* [WHAT YOU HAVE TO DO] Wherever the string "arch" shows up in the data below, copy the whole line.
GIVEN DATA below:
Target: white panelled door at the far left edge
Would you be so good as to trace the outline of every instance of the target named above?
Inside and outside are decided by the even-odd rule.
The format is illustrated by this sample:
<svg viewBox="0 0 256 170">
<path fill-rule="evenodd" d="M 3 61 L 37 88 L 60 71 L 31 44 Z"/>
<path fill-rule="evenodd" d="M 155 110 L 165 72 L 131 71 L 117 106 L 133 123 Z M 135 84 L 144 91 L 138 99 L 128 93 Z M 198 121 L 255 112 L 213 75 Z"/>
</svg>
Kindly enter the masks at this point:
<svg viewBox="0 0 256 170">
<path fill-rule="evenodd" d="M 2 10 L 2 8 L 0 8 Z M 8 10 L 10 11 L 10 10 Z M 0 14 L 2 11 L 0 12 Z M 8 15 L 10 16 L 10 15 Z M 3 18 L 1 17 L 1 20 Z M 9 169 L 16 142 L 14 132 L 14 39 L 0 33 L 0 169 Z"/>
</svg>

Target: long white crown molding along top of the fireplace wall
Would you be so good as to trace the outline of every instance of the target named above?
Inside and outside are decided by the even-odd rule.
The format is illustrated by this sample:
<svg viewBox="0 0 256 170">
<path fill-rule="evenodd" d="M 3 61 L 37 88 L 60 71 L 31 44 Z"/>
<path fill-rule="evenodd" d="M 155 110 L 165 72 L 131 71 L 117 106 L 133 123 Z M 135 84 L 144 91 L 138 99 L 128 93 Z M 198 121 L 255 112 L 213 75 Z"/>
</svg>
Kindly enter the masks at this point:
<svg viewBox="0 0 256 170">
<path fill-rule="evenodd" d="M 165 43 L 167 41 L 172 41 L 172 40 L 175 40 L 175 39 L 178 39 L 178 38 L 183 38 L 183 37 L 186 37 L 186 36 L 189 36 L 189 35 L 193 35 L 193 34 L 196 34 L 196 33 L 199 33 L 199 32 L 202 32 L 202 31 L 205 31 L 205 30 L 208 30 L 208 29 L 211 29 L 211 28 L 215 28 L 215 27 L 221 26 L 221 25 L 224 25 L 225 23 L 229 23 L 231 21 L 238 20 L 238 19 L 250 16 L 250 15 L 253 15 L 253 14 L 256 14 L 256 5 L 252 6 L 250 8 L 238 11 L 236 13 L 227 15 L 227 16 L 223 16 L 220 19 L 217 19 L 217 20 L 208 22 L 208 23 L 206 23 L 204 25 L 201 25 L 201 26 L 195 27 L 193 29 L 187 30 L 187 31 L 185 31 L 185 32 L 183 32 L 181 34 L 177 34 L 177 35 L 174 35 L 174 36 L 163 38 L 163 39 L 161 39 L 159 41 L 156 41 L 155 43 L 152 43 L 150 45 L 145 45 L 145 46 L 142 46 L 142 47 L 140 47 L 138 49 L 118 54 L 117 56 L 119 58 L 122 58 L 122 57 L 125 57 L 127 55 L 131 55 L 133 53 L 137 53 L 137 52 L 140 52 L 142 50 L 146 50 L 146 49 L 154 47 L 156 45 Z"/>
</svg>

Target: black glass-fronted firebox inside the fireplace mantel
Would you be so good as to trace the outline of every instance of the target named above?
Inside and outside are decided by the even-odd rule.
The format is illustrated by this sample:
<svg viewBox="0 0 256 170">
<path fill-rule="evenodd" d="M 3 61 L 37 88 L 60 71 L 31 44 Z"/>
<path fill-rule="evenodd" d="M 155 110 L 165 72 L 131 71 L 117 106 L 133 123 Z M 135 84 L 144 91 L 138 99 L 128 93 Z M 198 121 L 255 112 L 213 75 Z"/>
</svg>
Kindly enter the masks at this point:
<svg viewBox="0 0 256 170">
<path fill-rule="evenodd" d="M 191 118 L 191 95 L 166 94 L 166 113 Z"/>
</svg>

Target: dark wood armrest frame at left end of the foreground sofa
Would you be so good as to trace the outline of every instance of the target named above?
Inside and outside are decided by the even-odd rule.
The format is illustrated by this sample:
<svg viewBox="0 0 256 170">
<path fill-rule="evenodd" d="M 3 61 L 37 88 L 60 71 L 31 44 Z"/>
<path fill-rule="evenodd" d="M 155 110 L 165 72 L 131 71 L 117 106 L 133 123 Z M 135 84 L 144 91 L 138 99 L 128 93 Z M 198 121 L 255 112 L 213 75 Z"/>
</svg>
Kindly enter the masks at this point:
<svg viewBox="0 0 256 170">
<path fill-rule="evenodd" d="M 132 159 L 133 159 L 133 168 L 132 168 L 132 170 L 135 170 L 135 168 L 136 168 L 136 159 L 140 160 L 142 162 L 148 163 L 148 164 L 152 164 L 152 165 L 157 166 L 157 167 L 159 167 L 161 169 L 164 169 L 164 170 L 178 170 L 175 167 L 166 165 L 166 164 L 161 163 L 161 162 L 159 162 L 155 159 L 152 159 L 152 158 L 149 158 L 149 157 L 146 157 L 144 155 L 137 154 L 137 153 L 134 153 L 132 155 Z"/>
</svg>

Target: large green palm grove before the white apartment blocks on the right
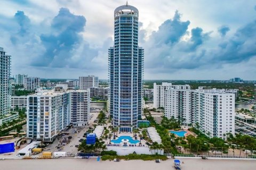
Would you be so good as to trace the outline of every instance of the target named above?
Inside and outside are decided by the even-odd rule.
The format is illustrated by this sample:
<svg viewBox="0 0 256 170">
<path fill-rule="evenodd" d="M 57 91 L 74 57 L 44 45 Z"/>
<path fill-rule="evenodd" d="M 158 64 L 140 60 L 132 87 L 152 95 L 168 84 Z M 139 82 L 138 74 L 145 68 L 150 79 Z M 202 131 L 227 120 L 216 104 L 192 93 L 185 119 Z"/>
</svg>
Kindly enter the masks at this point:
<svg viewBox="0 0 256 170">
<path fill-rule="evenodd" d="M 236 137 L 233 137 L 231 133 L 223 134 L 224 139 L 222 138 L 209 138 L 205 134 L 199 131 L 199 124 L 196 124 L 194 128 L 191 128 L 191 131 L 196 132 L 197 137 L 193 135 L 188 135 L 185 138 L 175 137 L 174 134 L 169 133 L 168 129 L 177 129 L 180 128 L 180 121 L 176 120 L 174 117 L 170 119 L 163 116 L 161 124 L 157 124 L 154 118 L 149 113 L 149 116 L 146 116 L 147 120 L 150 121 L 152 126 L 155 126 L 158 134 L 160 135 L 163 143 L 163 149 L 165 153 L 178 154 L 178 146 L 187 148 L 191 151 L 194 151 L 198 154 L 201 151 L 221 150 L 222 152 L 227 152 L 229 145 L 231 148 L 235 149 L 235 146 L 239 146 L 240 155 L 242 150 L 250 150 L 251 154 L 253 150 L 256 150 L 256 139 L 250 137 L 249 135 L 238 134 Z M 210 134 L 208 134 L 210 136 Z M 225 142 L 225 137 L 227 136 L 227 142 Z M 233 144 L 233 145 L 232 145 Z M 247 153 L 247 152 L 246 152 Z"/>
</svg>

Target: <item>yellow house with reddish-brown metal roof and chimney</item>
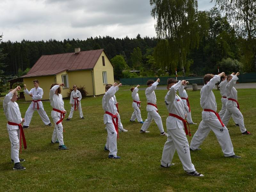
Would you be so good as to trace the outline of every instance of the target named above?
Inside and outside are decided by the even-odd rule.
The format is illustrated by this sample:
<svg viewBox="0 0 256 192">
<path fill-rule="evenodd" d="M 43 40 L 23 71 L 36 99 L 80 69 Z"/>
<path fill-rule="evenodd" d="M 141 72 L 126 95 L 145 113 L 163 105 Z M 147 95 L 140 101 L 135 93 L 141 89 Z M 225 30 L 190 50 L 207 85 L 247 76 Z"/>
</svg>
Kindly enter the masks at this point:
<svg viewBox="0 0 256 192">
<path fill-rule="evenodd" d="M 105 85 L 114 83 L 114 68 L 103 49 L 80 51 L 76 48 L 74 53 L 42 55 L 28 74 L 21 77 L 28 90 L 37 79 L 44 90 L 42 100 L 49 100 L 52 83 L 65 84 L 61 92 L 63 98 L 73 84 L 84 86 L 89 96 L 104 94 Z M 29 95 L 25 95 L 25 99 L 32 100 Z"/>
</svg>

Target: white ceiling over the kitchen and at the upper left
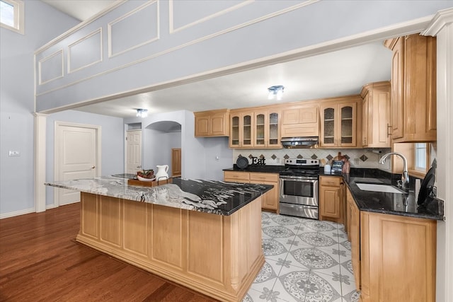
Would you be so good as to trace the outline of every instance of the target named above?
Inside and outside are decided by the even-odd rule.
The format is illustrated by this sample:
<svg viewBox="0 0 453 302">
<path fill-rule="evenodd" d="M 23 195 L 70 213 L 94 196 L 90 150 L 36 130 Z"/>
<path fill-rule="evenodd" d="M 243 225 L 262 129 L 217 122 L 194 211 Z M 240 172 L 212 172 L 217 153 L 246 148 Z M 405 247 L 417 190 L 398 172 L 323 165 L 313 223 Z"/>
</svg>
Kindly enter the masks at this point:
<svg viewBox="0 0 453 302">
<path fill-rule="evenodd" d="M 96 9 L 101 11 L 113 2 L 105 0 L 42 1 L 81 20 L 89 18 L 88 13 L 85 13 L 84 18 L 76 16 L 82 16 L 84 11 L 96 11 Z M 99 8 L 99 2 L 104 4 L 103 8 Z M 108 2 L 108 5 L 105 2 Z M 274 85 L 285 86 L 281 102 L 286 103 L 358 94 L 366 83 L 386 81 L 390 76 L 391 51 L 384 47 L 383 41 L 379 41 L 292 62 L 273 64 L 159 91 L 86 105 L 76 110 L 115 117 L 133 117 L 137 108 L 148 109 L 150 114 L 176 110 L 245 108 L 275 103 L 275 100 L 268 100 L 267 91 L 268 87 Z"/>
</svg>

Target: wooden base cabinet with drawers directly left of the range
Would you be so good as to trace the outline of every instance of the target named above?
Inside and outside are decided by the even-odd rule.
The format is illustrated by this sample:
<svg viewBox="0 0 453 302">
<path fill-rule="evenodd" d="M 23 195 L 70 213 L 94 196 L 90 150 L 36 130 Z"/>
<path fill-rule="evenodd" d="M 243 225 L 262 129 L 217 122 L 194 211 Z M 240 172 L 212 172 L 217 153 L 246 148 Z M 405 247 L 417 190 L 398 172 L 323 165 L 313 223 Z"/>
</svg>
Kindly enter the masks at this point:
<svg viewBox="0 0 453 302">
<path fill-rule="evenodd" d="M 261 197 L 261 209 L 279 213 L 280 187 L 277 173 L 224 171 L 224 181 L 273 185 L 274 187 Z"/>
</svg>

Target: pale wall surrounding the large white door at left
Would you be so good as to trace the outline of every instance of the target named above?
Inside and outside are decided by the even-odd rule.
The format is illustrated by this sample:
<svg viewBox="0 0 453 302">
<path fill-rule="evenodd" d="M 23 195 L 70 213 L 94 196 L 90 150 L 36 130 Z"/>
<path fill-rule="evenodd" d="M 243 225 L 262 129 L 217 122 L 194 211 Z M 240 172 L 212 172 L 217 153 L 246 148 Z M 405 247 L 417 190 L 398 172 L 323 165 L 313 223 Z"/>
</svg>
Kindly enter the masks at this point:
<svg viewBox="0 0 453 302">
<path fill-rule="evenodd" d="M 46 181 L 54 178 L 55 122 L 71 122 L 101 126 L 101 175 L 124 173 L 125 143 L 124 122 L 119 117 L 67 110 L 47 117 L 46 129 Z M 46 187 L 46 205 L 54 204 L 54 188 Z"/>
</svg>

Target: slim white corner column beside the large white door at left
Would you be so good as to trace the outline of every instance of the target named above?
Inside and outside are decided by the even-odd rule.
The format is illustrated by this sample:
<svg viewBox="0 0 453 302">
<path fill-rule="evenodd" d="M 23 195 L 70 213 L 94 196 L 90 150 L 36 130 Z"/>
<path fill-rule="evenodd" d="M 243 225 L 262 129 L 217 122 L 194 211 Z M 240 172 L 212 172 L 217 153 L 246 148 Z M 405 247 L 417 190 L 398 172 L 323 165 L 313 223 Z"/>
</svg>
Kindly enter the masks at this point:
<svg viewBox="0 0 453 302">
<path fill-rule="evenodd" d="M 35 116 L 35 211 L 45 211 L 45 155 L 47 116 L 33 113 Z"/>
</svg>

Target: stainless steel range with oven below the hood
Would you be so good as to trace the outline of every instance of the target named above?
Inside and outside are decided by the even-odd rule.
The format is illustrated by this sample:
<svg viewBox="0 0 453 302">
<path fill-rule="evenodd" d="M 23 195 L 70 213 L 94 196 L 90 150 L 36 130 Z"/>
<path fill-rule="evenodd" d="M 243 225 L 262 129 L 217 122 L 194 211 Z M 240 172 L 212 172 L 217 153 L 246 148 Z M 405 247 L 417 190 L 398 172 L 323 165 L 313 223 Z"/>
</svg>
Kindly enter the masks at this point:
<svg viewBox="0 0 453 302">
<path fill-rule="evenodd" d="M 288 158 L 280 172 L 280 214 L 318 219 L 319 160 Z"/>
</svg>

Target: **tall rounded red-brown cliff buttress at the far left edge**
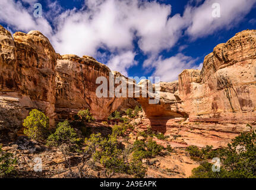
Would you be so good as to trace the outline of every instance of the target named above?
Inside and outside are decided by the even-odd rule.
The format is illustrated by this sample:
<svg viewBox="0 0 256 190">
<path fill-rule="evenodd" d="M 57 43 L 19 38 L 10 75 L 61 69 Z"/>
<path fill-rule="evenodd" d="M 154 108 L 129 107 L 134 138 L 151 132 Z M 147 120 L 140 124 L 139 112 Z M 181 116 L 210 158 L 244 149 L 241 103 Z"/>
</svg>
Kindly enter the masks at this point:
<svg viewBox="0 0 256 190">
<path fill-rule="evenodd" d="M 52 118 L 56 54 L 49 40 L 39 31 L 13 39 L 0 26 L 0 47 L 0 130 L 17 132 L 32 107 Z"/>
</svg>

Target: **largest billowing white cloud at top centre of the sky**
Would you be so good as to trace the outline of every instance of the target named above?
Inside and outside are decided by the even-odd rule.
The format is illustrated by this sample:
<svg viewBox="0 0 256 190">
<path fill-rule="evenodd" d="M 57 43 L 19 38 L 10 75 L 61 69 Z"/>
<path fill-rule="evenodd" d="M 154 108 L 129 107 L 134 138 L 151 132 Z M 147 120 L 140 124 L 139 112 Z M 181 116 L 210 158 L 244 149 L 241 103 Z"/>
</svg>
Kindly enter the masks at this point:
<svg viewBox="0 0 256 190">
<path fill-rule="evenodd" d="M 96 55 L 99 47 L 112 52 L 131 50 L 136 36 L 144 53 L 157 54 L 175 45 L 184 27 L 179 14 L 168 18 L 170 5 L 155 1 L 87 0 L 86 5 L 89 9 L 68 10 L 57 18 L 59 30 L 55 34 L 55 47 L 59 52 Z M 64 37 L 67 34 L 69 36 Z M 74 46 L 81 47 L 77 45 L 79 37 L 84 44 L 83 51 L 74 49 Z"/>
</svg>

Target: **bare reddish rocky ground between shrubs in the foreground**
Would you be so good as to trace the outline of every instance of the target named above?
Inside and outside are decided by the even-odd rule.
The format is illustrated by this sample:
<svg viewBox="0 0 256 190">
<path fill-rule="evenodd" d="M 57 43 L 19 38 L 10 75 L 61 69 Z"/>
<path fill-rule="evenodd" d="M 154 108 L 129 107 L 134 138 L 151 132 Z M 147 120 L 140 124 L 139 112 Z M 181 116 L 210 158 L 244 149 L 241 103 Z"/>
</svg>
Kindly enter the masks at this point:
<svg viewBox="0 0 256 190">
<path fill-rule="evenodd" d="M 94 122 L 89 125 L 90 132 L 110 134 L 110 126 Z M 135 140 L 142 140 L 144 137 L 138 137 L 140 128 L 135 128 L 129 134 L 128 138 L 119 137 L 118 141 L 122 145 L 132 145 Z M 177 139 L 169 137 L 166 140 L 153 138 L 157 144 L 166 147 L 168 144 L 173 147 L 170 153 L 163 150 L 160 156 L 152 159 L 144 159 L 144 166 L 147 166 L 146 178 L 188 178 L 193 168 L 198 167 L 199 163 L 191 160 L 189 154 L 185 151 L 187 145 L 177 143 Z M 2 150 L 14 154 L 17 159 L 15 177 L 18 178 L 108 178 L 105 168 L 93 162 L 89 155 L 84 153 L 71 153 L 64 156 L 61 148 L 50 148 L 44 143 L 30 140 L 27 137 L 20 136 L 14 142 L 5 142 L 2 144 Z M 35 172 L 38 169 L 38 158 L 42 160 L 42 172 Z M 112 178 L 132 178 L 131 175 L 117 173 Z"/>
</svg>

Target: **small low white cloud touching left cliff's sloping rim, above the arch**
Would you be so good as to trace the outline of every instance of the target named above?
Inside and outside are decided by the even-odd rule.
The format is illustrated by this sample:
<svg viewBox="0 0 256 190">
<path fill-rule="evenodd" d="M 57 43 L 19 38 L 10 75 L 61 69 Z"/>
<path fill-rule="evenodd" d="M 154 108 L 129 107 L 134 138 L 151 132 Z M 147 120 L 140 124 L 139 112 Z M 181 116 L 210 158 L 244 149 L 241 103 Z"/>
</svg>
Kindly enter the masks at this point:
<svg viewBox="0 0 256 190">
<path fill-rule="evenodd" d="M 121 72 L 122 75 L 128 77 L 127 69 L 138 64 L 138 62 L 134 61 L 134 56 L 135 53 L 131 51 L 124 52 L 116 56 L 111 56 L 107 65 L 111 71 Z"/>
</svg>

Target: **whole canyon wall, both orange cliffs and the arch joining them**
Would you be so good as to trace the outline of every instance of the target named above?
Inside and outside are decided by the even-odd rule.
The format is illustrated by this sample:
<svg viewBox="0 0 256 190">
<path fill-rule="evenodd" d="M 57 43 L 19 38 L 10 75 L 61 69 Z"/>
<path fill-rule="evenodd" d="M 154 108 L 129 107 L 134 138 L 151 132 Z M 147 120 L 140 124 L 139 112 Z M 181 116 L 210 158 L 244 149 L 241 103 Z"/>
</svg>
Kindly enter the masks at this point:
<svg viewBox="0 0 256 190">
<path fill-rule="evenodd" d="M 256 31 L 246 30 L 216 46 L 201 71 L 188 69 L 178 81 L 160 83 L 157 104 L 141 96 L 98 98 L 96 78 L 109 82 L 106 65 L 90 56 L 55 53 L 39 31 L 12 37 L 0 26 L 0 139 L 14 138 L 34 108 L 45 112 L 55 126 L 79 110 L 88 108 L 96 119 L 106 119 L 116 109 L 123 111 L 138 102 L 145 115 L 138 122 L 141 128 L 150 125 L 173 135 L 178 146 L 224 146 L 239 132 L 255 129 L 255 60 Z M 152 84 L 143 80 L 138 85 Z"/>
</svg>

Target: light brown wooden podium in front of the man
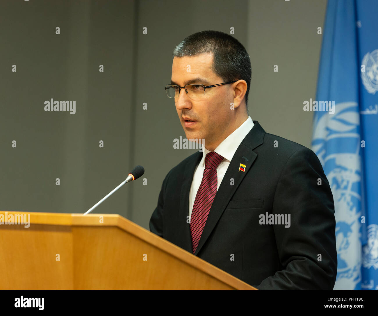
End of GIVEN DATA.
* [TASK RESULT]
Target: **small low white cloud touching left cliff's sloping rim, above the arch**
Target: **whole canyon wall, both orange cliffs and the arch joining them**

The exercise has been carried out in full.